**INPUT RECORDS:**
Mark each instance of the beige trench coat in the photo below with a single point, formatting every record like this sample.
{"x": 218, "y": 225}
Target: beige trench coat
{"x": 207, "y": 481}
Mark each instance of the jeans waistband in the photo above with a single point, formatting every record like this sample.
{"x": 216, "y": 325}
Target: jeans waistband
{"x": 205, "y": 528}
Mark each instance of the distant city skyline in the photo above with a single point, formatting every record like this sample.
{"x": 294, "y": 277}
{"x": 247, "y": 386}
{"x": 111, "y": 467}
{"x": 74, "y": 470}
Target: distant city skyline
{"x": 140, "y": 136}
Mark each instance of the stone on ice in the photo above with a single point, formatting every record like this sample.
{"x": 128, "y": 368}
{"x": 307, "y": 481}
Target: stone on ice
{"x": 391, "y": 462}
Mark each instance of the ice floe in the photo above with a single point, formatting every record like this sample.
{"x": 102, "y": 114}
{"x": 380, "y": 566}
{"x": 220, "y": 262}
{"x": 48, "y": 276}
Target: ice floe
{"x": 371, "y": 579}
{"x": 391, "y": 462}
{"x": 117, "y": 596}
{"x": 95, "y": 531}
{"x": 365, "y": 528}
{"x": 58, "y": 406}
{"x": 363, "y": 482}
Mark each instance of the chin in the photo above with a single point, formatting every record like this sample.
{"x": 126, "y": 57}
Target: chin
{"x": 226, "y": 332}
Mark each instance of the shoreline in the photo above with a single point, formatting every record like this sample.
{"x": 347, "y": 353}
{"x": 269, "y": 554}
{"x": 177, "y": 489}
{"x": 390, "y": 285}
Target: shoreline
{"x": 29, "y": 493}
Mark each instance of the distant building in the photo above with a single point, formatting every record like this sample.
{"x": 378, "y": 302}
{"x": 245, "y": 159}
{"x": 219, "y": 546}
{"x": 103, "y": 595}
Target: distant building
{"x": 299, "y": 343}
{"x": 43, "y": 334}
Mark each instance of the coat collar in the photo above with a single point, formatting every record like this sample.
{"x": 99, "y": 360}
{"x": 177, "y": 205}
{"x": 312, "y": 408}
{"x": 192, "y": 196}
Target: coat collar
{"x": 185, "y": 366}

**EXERCISE TASK:**
Reproduce the entries from the line containing "Mark each instance of the shoreline" through the end of the entries, replacing "distant building" with "far-off building" and leaving all else unchanged.

**THE COMPLETED TASK:**
Mark each instance of the shoreline in the photo above with a single point, formatting every record like this sample.
{"x": 347, "y": 353}
{"x": 269, "y": 554}
{"x": 177, "y": 489}
{"x": 390, "y": 285}
Target: shoreline
{"x": 29, "y": 493}
Mark each instance of the far-off building in the photo above with a single point, formatting every record like this sample.
{"x": 378, "y": 302}
{"x": 245, "y": 159}
{"x": 219, "y": 546}
{"x": 103, "y": 595}
Target: far-off building
{"x": 299, "y": 343}
{"x": 43, "y": 334}
Mark each instance of the coat collar in the photo above with a single point, formatting every record like this sample.
{"x": 99, "y": 360}
{"x": 177, "y": 205}
{"x": 312, "y": 408}
{"x": 192, "y": 196}
Target: coat collar
{"x": 185, "y": 366}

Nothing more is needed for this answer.